◆ **HOW TO COMPLETE THIS TASK**
Starting at the line that holds "<point>253,40</point>" and stopping at the line that holds "<point>305,197</point>", restate the records below word for word, with both of those lines included.

(ENTRIES SHOWN)

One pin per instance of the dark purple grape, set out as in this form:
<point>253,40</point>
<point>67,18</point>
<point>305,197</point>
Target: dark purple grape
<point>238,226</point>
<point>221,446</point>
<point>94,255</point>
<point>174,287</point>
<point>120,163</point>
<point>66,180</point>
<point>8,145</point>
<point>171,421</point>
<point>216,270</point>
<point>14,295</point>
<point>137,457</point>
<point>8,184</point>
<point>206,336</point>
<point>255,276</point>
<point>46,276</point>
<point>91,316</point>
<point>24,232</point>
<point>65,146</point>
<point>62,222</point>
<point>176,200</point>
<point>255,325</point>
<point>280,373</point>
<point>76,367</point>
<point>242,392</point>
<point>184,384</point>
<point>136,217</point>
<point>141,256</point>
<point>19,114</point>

(End ENTRIES SHOWN)
(ENTRIES SHOWN)

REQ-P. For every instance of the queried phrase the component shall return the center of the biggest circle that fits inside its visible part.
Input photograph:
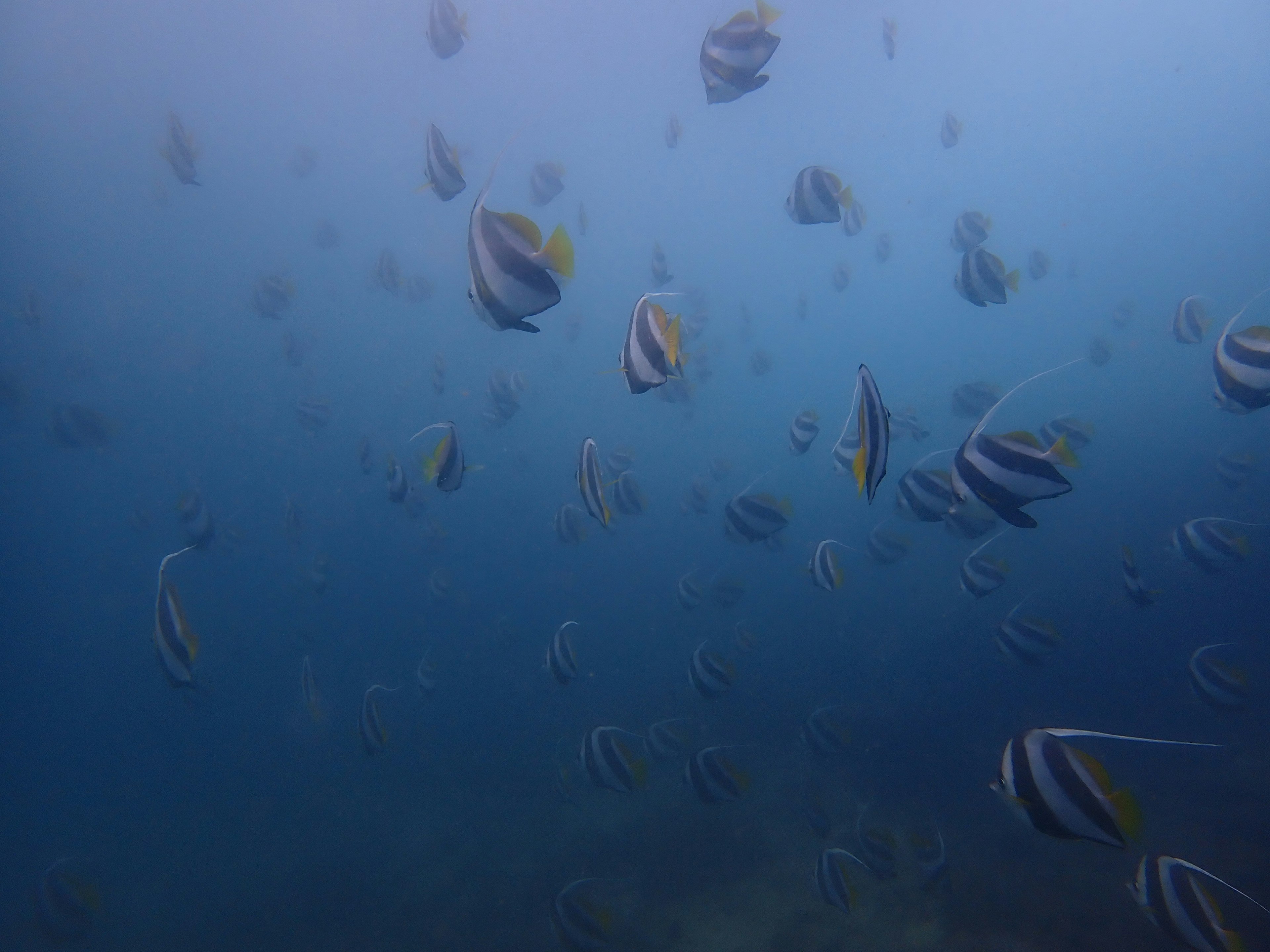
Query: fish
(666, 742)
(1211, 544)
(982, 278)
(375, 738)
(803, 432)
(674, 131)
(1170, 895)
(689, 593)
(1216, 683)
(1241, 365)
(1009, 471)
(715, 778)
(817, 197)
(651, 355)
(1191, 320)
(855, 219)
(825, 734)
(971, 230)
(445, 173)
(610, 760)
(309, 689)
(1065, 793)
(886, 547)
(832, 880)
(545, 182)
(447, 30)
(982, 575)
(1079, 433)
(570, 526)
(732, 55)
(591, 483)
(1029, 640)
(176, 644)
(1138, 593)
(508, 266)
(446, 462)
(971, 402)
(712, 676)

(End ENTRIES SHOWN)

◆ **ANSWER SPACE**
<point>253,40</point>
<point>67,18</point>
<point>305,197</point>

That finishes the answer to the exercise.